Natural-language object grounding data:
=== Section Start ===

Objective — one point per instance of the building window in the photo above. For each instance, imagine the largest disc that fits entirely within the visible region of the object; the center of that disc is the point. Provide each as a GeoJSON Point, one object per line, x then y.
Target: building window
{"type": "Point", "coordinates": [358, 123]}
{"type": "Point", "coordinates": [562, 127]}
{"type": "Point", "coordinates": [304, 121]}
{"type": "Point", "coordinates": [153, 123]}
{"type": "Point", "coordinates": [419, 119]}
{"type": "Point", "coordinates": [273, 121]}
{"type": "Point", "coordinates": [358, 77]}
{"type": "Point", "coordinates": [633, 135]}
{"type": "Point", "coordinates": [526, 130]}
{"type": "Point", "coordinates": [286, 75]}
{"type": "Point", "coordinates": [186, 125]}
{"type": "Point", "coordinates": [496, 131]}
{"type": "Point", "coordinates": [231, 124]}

=== Section End ===

Instructions to follow >> Retype the entries exactly; leave nothing out.

Solution >>
Objective — one point per instance of the building window in the photo above. For each instance, imagine the largest disc that fits entirely within the visible region of the object; the center of that disc is the point. Provide each as a GeoJSON Point, one object per line, x then y.
Target: building window
{"type": "Point", "coordinates": [358, 123]}
{"type": "Point", "coordinates": [562, 127]}
{"type": "Point", "coordinates": [304, 121]}
{"type": "Point", "coordinates": [153, 123]}
{"type": "Point", "coordinates": [419, 119]}
{"type": "Point", "coordinates": [273, 121]}
{"type": "Point", "coordinates": [358, 77]}
{"type": "Point", "coordinates": [633, 135]}
{"type": "Point", "coordinates": [526, 130]}
{"type": "Point", "coordinates": [286, 75]}
{"type": "Point", "coordinates": [186, 125]}
{"type": "Point", "coordinates": [496, 131]}
{"type": "Point", "coordinates": [231, 124]}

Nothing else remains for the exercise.